It will be all eyes on a Jose Mourinho-less Tottenham, who could be set free like Sam Allardyce’s Baggies in another Big Midweek…
Game to watch – Aston Villa v Manchester City
The narrative goes that Aston Villa have fallen apart due to the absence of Jack Grealish. They’ve won just two of the eight games he’s missed, scoring eight goals in the process. But while there’s no doubt they lose creativity and spark without him, Villa’s form before Grealish’s injury wasn’t all that great either: they won three of the preceding nine games, scoring just seven.
And although Grealish has had a big say in what is still likely to be a very good season for Villa, it’s the goalkeeper and defence who have been most impressive. After conceding the second most goals (67) and keeping the second fewest clean sheets (7) in the Premier League last season, they now sit behind only Manchester City (23:17) and Chelsea (31:15) with 33 goals conceded and 15 clean sheets. That’s an outstanding turnaround.
They will have their work cut out against the division’s top scorers. Kevin De Bruyne’s absence will be seen as a bonus for Villa, but will likely give them little more than false hope with City comfortably winning all nine games the Belgian’s missed through injury this season.
But Pep Guardiola will be mindful of what is now just an eight-point gap to Manchester United, the same difference at the same point in the season as in 2012, when a certain Sergio Aguero finished off a six-game winning streak to pip their rivals to an unlikely title win. Could it be CAVANIIIII this time?
Team to watch – Tottenham
Why didn’t Mourinho just think ‘f*** it’? He’s won everything it’s possible to win, he was the greatest manager in the world for a decade or so – what did he have to lose? Rather than playing attritional, boring football deplored by everyone, why didn’t he try to bring some joy to the supporters of the club he was managing? It’s baffling.
Ryan Mason will be in charge for the time being and having played for Spurs alongside the likes of Dele Alli and Gareth Bale, the sensible way for him to get the fans quickly onside would be to get that pair back in the team. Southampton are close to the ideal opponents for a first game in charge – they look knackered, short of ideas and are very much there for the taking. So take them.
Manager to watch – Sam Allardyce
If only Mourinho had taken a leaf out of Big Sam’s book. That’s right – he’s let West Brom off the leash and they’re frollicking with tongues lolling and tails wagging. They were a pure delight to watch in their dismantling of Chelsea and Southampton. Whether the Baggies now stay up or go down, whether Allardyce stays or goes, their time together will be remembered fondly – or at least not disdainfully – by all involved.
Their opponents on Thursday, Leicester, may have secured their place in the FA Cup final but are looking to arrest a familiar slide from the top four. Allardyce will fancy his chances.
Player to watch – Timo Werner
‘Flop’ is a term used frequently in footballing circles – particularly by those looking to appeal to the Google Gods, for whom its brevity is a definite plus point. It would be ‘Chelsea flop’ over ‘Chelsea player who has failed to live up to his lofty reputation’ – though the former feels far more cruel and permanent.
But what constitutes a ‘flop’? Classification seems to be based on a combination of time and performance, with the split between the two contributing factors the variable in each specific case. For example, a player who’s been really, really sh*t could be deemed a flop in a much shorter time frame than someone who’s been just a bit sh*t, who would have to wait for their label.

→ **Information provided**:
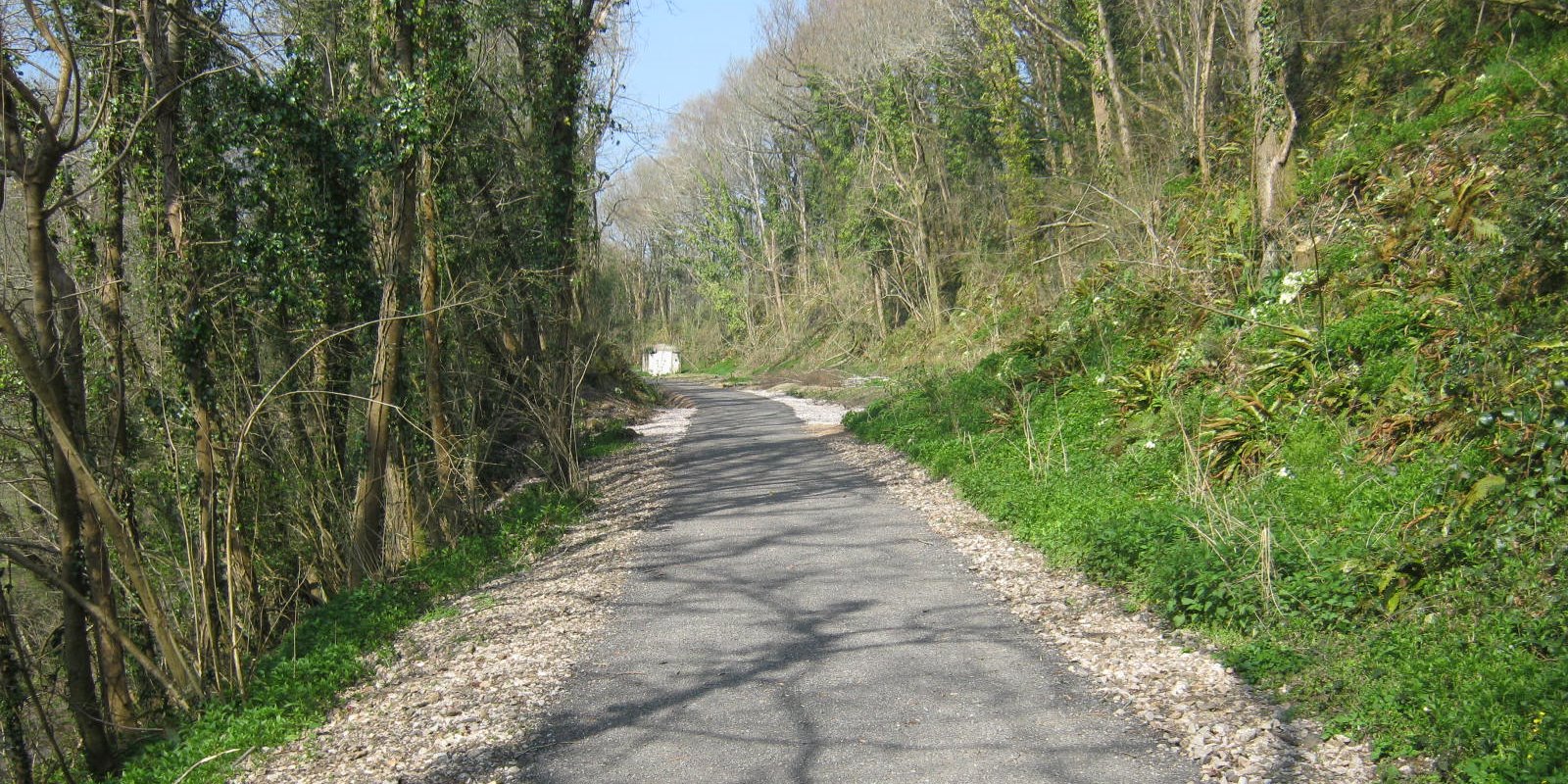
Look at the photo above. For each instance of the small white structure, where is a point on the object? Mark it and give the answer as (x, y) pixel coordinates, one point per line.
(661, 360)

→ **Required actions**:
1/ Please reproduce the passage of the football preview between "But Pep Guardiola" and "CAVANIIIII this time?", inclusive.
2/ Translate this sentence from the football preview into Spanish: "They will have their work cut out against the division's top scorers."

→ **The replies**:
1/
But Pep Guardiola will be mindful of what is now just an eight-point gap to Manchester United, the same difference at the same point in the season as in 2012, when a certain Sergio Aguero finished off a six-game winning streak to pip their rivals to an unlikely title win. Could it be CAVANIIIII this time?

2/ Tendrán mucho trabajo por delante contra los máximos goleadores de la división.